Give all of the records again. Match them exactly.

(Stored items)
*** Begin section ***

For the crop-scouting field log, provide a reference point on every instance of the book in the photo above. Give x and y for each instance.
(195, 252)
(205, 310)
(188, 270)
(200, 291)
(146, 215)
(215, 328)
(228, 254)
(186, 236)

*** End section ***

- **SOLUTION FOR THIS PROBLEM**:
For the crop-scouting field log, provide a reference point on every instance of the book in the photo above. Give x and y for each instance.
(195, 252)
(205, 310)
(188, 270)
(200, 291)
(146, 215)
(215, 328)
(228, 254)
(186, 236)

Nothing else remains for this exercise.